What is required: Write out the entries, please, from the line containing "Object query: sky" through their final line, exactly and with nothing else.

Dataset content:
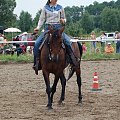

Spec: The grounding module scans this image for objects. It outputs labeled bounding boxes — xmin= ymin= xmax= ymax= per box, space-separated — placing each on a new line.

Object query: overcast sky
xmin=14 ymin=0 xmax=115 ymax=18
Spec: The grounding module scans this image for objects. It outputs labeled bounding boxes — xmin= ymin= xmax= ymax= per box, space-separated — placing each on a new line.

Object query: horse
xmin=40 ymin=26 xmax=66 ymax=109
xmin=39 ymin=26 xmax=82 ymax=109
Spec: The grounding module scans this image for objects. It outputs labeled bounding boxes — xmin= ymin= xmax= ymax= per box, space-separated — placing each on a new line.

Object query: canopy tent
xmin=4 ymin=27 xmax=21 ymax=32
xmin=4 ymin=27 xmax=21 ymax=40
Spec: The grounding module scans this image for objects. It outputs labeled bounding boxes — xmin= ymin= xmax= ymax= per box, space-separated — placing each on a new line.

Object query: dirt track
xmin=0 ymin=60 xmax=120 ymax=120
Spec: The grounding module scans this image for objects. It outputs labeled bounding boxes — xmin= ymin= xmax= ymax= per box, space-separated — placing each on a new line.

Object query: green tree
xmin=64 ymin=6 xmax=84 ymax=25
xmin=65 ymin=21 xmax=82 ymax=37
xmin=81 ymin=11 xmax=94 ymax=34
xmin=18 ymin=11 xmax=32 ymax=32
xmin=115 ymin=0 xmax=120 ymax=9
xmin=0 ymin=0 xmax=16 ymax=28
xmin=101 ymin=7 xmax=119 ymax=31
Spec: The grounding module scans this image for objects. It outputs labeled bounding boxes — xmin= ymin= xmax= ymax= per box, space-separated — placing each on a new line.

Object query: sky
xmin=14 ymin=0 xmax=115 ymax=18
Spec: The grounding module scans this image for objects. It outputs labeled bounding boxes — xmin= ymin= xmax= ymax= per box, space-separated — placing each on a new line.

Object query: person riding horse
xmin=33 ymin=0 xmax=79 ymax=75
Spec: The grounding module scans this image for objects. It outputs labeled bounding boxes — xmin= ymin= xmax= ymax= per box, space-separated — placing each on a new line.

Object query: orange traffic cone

Reply to the exercise:
Object query: sky
xmin=14 ymin=0 xmax=115 ymax=18
Spec: The grounding module scans this image for objects. It outputs labeled bounding boxes — xmin= ymin= xmax= ymax= per box, space-separated — placing each on a new line.

Object query: person riding horse
xmin=33 ymin=0 xmax=79 ymax=75
Spec: The grounding module scans this image for objects. It outputs labeled bounding boxes — xmin= ymin= xmax= ymax= per box, space-separated — placing each on a new line.

Object query: orange traffic cone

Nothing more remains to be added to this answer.